● **ЗАДАНИЕ 1**
Сколько лет ещё прожила Лида после операции, если верить отрывку о её болезни?
● **ЗАДАНИЕ 2**
Продолжите отрывок о болезни Лиды, начав сразу после его последнего предложения.

● **ИСХОДНЫЙ ОТРЫВОК**
▬▬▬
А потом я почувствовал в Лиде надлом, что-то в ней поменялось. Ей не были свойственны депрессии, но тут я заметил, что она во что-то погружается – может, подозревала, что у нее наступил очень трудный период. Были боли, но ничего не диагностировали. В то же время одна дама из Министерства культуры Германии предложила выставить наши работы. Мы прилетели на выставку в Гамбург и показались врачу – оказалось, уже пошли метастазы. Я помню вечер после операции. Приходит врач со снимками и говорит Лиде, что она не будет жить – срочно нужно сделать все распоряжения. И, несмотря на это, она прожила еще четыре года и сделала за это время больше, чем за всю предыдущую жизнь. Иногда я почти на руках доносил ее до машины, она пристегивалась и ехала в мастерскую. Все ее бумажные скульптуры в натуральный человеческий рост и выше были сделаны в Германии, во время болезни, и большинство этих скульптур – на библейскую тему. Одна немка даже сказала: «Эта художница приехала сюда, чтобы вернуть нас к богу».
▬▬▬
(Выдержка из собрания записей)
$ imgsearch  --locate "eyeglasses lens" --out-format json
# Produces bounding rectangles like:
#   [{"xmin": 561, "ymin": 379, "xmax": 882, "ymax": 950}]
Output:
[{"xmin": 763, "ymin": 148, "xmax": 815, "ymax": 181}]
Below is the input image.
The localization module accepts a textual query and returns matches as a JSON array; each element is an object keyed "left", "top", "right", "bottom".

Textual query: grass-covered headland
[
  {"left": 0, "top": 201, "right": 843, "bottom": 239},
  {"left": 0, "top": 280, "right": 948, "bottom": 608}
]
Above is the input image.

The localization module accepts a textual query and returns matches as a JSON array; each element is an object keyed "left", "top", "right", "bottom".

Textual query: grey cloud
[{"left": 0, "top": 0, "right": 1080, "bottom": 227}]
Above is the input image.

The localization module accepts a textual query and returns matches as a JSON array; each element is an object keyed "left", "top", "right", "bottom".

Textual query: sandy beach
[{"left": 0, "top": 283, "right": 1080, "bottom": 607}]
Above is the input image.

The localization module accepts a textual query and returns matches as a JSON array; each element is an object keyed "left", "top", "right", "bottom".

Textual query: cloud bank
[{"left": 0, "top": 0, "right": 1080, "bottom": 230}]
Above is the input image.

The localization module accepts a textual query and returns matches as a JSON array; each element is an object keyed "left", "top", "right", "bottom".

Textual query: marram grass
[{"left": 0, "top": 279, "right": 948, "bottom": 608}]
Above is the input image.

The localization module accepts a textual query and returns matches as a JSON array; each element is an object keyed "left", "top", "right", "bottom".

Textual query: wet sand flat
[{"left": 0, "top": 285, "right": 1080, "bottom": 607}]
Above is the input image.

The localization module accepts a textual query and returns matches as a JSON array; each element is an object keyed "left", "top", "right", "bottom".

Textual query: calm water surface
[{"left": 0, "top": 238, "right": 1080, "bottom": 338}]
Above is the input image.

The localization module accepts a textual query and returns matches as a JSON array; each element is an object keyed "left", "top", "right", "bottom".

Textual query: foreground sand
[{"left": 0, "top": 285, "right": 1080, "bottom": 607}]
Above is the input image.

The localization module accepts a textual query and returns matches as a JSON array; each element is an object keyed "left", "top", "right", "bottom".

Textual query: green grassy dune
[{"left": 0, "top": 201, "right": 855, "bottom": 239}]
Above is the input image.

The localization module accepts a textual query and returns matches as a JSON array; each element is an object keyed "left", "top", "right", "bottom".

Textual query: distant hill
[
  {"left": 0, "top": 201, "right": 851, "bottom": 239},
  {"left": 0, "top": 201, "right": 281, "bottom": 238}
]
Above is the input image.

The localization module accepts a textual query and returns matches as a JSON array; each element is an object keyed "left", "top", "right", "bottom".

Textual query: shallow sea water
▬▬▬
● **ОТВЕТ 1**
Ещё четыре года.

● **ОТВЕТ 2**
Я прожил с Лидой шестнадцать лет и еще восемнадцать, если говорить о ее творчестве, тоже с ней и не переставал ею поражаться, хотя получил такое же образование. Она была на невероятной духовной высоте, но шла абсолютно другим путем, и этот механизм мне не совсем понятен. Она трезво, рационально рисовала пером композиции из сотен фигур так, как будто только обводит их, при этом могла начать в любой точке. Она не делала эскизов: у нее в голове уже был замысел – и композиция, и анатомия. У нее не было тех экстатических состояний, которые необходимы мне, чтобы сделать настоящую вещь, но это не мешало нам где-то там сходиться. И как можно не любить такое чудо?! Чудо, что эта женщина делает и чудо, что эта женщина с тобой.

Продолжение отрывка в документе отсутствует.